Coordinate annotation records
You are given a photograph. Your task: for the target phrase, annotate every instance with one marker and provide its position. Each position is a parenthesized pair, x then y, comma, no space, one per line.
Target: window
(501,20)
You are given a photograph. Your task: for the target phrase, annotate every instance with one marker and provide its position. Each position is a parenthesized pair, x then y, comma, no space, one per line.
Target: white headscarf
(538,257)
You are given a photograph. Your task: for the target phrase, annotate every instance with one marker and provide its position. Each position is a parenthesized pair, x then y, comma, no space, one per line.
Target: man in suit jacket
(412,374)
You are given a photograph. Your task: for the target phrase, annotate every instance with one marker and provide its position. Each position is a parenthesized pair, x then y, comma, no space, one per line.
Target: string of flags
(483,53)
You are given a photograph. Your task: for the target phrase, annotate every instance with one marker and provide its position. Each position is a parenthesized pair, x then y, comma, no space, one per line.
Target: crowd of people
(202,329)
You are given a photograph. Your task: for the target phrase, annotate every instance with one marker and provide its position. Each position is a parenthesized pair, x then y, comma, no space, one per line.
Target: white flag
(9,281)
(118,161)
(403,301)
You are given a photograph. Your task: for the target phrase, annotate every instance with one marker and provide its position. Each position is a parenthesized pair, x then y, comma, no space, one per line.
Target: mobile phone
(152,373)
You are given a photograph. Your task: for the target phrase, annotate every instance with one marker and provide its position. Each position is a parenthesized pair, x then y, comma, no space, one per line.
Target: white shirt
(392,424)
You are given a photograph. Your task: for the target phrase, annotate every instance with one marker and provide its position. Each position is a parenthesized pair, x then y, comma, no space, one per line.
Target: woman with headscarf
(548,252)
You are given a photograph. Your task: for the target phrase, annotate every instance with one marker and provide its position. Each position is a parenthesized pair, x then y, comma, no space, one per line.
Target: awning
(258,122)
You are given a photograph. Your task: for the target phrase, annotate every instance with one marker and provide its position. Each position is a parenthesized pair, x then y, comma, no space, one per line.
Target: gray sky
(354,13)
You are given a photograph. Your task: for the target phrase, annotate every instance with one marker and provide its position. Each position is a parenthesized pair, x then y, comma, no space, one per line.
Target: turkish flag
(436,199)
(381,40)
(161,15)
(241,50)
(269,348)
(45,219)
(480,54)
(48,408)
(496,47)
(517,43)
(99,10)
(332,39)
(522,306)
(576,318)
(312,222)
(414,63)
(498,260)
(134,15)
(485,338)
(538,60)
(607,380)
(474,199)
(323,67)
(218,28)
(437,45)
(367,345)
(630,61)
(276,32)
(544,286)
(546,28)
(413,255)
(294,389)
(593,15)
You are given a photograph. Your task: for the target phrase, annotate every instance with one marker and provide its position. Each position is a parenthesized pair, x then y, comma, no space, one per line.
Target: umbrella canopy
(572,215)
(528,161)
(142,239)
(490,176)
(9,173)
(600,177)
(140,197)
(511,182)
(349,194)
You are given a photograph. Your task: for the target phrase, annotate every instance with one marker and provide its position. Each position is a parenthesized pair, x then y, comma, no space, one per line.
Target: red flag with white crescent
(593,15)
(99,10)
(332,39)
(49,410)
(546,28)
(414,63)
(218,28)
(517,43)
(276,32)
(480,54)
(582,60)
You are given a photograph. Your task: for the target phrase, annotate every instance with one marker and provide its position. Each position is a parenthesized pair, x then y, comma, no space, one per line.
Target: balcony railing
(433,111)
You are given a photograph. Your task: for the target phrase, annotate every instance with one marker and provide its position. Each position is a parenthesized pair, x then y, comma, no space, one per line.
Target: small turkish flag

# [EXERCISE DESCRIPTION]
Print out all the entries precisely as written.

# [TASK OUTPUT]
You are given a photograph. Your task: for the target phrase, annotate every instance with one marker and provide its position. Each position is a parenthesized pair, x then y, comma, no space, one per line.
Target: window
(501,20)
You are given a photograph. Your task: for the target phrase, annotate every instance with one marker and provide its position. Each position is a parenthesized pair, x then y, comma, no space, one per line.
Target: white headscarf
(538,257)
You are given a photograph. Your task: for the target phrase, annotate every instance with one marker and provide its position. Each position is a parenthesized pair, x then y, comma, no space, one per line.
Target: man in suit jacket
(412,374)
You are given a photograph. Your task: for the target phrase, annotate every instance with one marker and provide its position. Each position is a parenthesized pair, x then y, comma, no space, one per line.
Target: string of flags
(483,53)
You are given a photograph. Your task: for the target phrase, annotate every instance with one marker and provide its position. Each position is a parenthesized pair, x then y, comma, no space, one per line.
Target: crowd of people
(202,329)
You are given a photograph. Your task: for the target phrase, annotate every instance with one marker and provide its position. Each position is a parenthesized pair, x then y, comma, no space, one per line.
Target: white flag
(9,281)
(118,161)
(403,301)
You are given a photograph. Your task: for the target phrase, annotate every instance with one marker and provide its position. Each position is a parenthesized pair, x then y, comma, no space, one per line.
Target: mobile phone
(152,373)
You are given a photograph. Your task: for the target phrase, annotate every instance with one marker and provide its position. Each position is a parenthesized pair, x then y, comma, no space, one per line.
Target: white shirt
(392,424)
You are given a photograph. Your task: for the target phrase, annotate every instance with one marker and provide its position. Each position is a parenthesized pair, x then y, comma, no space, one per line.
Target: woman with headscarf
(548,252)
You are given a photograph. Your task: for the target phrase, annotate every instance with one marker and provide its position. Each position is a parenthesized pair, x then y, comma, no space, one per line.
Target: awning
(258,122)
You are given a photograph. Your task: for the target phrase, annotate every instance with one marker and provide its position. Each position is a parenthesized pair, x then y, comma, no space, one per line.
Target: gray sky
(354,13)
You are given a photograph. Your task: for the target phrase, annotate every instance with one marker and provide its position. Each position is a parenthesized pair, x then y, comma, no space, one per line.
Target: turkish flag
(436,199)
(381,40)
(161,15)
(241,50)
(269,348)
(45,219)
(480,54)
(48,408)
(496,47)
(517,43)
(99,10)
(332,39)
(522,306)
(576,318)
(312,222)
(414,63)
(498,260)
(134,15)
(485,338)
(538,60)
(607,380)
(474,199)
(323,67)
(218,28)
(437,45)
(367,345)
(630,61)
(276,32)
(544,286)
(546,28)
(413,255)
(294,389)
(593,15)
You are given a photograph. Your task: for the target phrase, annotate every instance with one marker and provide its position. Each position is a parenthesized pair, x then y, comma, no space, one per line.
Target: umbrella canopy
(572,215)
(528,161)
(142,239)
(490,176)
(9,173)
(600,177)
(140,197)
(511,182)
(349,194)
You are given a photograph. Your task: for the target phrase, annotate every instance with one marker and provide its position. Each position is a parenthesized pair, x then y, comma, no space, one per line.
Target: red flag with white crescent
(593,15)
(99,10)
(332,39)
(49,410)
(546,28)
(414,63)
(218,28)
(517,43)
(276,32)
(480,54)
(582,60)
You are given a photograph. Your task: for the target phrase, annotate every instance with one marker and provide its position. Each position is a parenthesized pair, x then y, comma, no space, one per line.
Target: balcony railing
(433,111)
You are given a photograph. Your task: for the target phrase, annotate every instance with one marker and provide its position. Each position is a parenthesized pair, x then y, comma, no space, one per line.
Target: small turkish flag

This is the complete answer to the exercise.